▶ **What is required**
Condense the job posting's paragraph beginning "Join Wiser Solutions as a Manager" into a short bulleted list that keeps its main facts.

▶ **Text segment**
Manager, Infrastructure Engineering

Wiser
Summary
Join Wiser Solutions as a Manager, Infrastructure Engineering, leading a team in building and maintaining the core infrastructure of their omnichannel retail intelligence platform. You will work remotely from Canada, collaborating with engineering and product leadership to craft long-term roadmaps and quarterly deliverables. Responsibilities include leading developer experience and cloud infrastructure, building developer-centric platforms, fostering a developer-centric product mindset, and driving AI-first infrastructure innovation. You will also champion infrastructure automation, implement SRE best practices, lead platform consolidation, enhance observability and reliability, and collaborate across engineering teams. The role involves managing a globally distributed high-performing team and fostering a culture of DevOps and ownership. This position requires extensive experience in infrastructure, SRE, or platform engineering, with a strong background in cloud-native systems and DevOps.
Requirements
- 10+ years of professional experience in infrastructure, SRE, or platform engineering, with 2+ years in a people management or technical leadership role
- Bachelor’s degree in Computer Science, Engineering, or a related technical field (or equivalent practical experience)
- Proven agile leadership experience, including mentoring and coaching high-performing teams, with demonstrated ability to recruit and develop top engineering talent
- Strong ability to lead sprint planning, manage execution roadmaps, and drive cross-functional collaboration with excellent communication skills across technical and non-technical audiences
- Experience treating internal platforms as products, gathering developer feedback, and applying product management principles to infrastructure services
- Experience integrating disparate systems and platforms, ideally in post-acquisition environments or complex legacy migration scenarios
- Proven track record of building internal platforms, CI/CD systems, and developer tooling that improve engineering productivity
- Deep understanding of cloud-native systems, container orchestration (e.g., Kubernetes), and Infrastructure as Code (IaC)

Records held in a dataset:

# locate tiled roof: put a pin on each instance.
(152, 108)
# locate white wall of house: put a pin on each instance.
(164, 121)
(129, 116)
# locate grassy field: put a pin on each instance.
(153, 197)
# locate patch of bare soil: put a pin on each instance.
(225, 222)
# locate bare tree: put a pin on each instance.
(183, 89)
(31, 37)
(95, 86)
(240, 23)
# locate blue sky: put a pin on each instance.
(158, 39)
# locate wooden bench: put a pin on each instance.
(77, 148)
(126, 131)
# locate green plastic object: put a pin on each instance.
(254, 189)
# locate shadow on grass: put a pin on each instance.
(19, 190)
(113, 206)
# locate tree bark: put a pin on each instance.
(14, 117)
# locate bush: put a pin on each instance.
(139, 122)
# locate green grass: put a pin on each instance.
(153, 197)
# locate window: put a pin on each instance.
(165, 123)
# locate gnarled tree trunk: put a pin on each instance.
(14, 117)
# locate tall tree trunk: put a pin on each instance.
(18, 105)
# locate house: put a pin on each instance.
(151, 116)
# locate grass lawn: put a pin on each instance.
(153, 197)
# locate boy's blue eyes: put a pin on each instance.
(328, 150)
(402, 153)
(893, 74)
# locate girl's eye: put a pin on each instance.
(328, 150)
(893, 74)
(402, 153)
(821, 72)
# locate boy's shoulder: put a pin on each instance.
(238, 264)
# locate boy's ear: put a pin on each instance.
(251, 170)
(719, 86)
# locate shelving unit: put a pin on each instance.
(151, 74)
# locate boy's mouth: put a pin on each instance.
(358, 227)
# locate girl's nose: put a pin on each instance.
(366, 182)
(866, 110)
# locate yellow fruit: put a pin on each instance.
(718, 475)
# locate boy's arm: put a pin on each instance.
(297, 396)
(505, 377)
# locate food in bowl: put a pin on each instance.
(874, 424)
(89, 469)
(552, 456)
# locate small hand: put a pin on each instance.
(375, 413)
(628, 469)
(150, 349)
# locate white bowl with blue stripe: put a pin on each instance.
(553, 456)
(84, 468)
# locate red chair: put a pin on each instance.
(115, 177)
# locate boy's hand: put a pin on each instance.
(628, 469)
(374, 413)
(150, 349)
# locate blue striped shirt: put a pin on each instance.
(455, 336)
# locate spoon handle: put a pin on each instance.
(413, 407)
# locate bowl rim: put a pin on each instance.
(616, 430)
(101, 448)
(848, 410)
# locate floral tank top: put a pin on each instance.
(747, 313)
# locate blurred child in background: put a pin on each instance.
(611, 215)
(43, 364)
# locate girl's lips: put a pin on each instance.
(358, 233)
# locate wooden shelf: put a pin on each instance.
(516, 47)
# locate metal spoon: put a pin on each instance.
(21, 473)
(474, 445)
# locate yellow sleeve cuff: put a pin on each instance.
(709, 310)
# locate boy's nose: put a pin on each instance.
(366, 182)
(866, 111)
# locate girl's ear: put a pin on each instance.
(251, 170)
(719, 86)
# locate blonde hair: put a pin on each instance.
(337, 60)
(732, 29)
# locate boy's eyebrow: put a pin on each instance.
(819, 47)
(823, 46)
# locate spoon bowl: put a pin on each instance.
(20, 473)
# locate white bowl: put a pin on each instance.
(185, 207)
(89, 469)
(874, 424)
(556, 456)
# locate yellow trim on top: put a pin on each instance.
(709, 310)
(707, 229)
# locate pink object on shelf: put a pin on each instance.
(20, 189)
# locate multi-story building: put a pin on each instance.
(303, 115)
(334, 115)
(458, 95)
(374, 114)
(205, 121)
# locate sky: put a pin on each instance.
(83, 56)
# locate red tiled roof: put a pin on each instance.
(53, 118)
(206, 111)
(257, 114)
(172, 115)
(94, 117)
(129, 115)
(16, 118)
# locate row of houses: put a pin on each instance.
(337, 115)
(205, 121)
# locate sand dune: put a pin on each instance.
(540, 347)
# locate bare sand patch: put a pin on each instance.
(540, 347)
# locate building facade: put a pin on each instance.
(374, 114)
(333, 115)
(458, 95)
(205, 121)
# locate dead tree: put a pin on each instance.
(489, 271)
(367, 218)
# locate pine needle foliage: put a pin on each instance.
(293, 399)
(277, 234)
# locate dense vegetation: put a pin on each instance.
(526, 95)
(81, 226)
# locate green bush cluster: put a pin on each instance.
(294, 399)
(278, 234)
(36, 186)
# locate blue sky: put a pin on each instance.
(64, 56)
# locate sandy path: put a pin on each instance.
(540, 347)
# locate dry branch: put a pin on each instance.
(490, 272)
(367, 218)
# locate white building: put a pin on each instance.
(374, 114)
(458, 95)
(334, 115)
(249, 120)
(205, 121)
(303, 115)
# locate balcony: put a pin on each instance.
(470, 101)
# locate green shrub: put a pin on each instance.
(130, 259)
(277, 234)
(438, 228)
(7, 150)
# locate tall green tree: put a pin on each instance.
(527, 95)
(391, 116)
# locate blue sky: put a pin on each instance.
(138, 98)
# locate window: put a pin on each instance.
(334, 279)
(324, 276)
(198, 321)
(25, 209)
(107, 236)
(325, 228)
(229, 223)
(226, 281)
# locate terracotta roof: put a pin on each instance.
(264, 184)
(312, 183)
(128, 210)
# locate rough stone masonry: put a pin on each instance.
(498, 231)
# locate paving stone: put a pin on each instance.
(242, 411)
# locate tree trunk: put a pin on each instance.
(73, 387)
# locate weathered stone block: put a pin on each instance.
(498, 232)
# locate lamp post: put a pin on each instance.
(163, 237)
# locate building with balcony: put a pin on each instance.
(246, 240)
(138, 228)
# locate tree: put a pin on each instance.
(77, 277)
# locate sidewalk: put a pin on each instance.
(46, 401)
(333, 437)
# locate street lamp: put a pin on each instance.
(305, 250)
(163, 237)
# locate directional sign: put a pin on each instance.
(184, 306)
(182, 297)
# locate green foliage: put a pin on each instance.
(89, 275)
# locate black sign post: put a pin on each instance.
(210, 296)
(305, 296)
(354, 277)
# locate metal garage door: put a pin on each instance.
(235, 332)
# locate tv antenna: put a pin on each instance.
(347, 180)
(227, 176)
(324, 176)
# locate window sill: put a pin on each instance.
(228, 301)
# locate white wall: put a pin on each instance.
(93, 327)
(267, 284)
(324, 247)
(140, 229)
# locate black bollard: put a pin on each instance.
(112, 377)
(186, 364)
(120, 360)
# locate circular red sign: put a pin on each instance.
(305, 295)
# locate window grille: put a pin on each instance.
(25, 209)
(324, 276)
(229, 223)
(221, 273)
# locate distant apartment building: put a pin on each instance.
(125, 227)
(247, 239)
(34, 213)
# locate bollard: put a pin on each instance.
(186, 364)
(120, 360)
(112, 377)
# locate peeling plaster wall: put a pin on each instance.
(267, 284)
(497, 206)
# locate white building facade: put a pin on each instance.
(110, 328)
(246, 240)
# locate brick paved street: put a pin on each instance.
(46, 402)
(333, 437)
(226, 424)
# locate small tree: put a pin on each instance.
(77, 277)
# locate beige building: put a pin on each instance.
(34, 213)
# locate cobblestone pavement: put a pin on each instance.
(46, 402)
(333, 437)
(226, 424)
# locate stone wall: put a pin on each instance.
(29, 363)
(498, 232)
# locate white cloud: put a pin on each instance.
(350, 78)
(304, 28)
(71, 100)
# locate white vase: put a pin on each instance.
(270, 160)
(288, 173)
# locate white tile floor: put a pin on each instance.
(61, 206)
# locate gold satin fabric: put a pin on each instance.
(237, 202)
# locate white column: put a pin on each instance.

▶ **Answer to the exercise**
- Role: Manager, Infrastructure Engineering at Wiser Solutions. The manager leads a team that builds and maintains the core infrastructure of the omnichannel retail intelligence platform.
- Location: remote, from Canada.
- Collaboration: works with engineering and product leadership on long-term roadmaps and quarterly deliverables.
- Leadership areas: developer experience, cloud infrastructure, developer-centric platforms, a developer-centric product mindset, and AI-first infrastructure innovation.
- Further duties: champions infrastructure automation, implements SRE best practices, leads platform consolidation, enhances observability and reliability, and collaborates across engineering teams.
- Team: manages a globally distributed high-performing team and fosters a culture of DevOps and ownership.
- Requirements: extensive experience in infrastructure, SRE, or platform engineering, with a strong background in cloud-native systems and DevOps.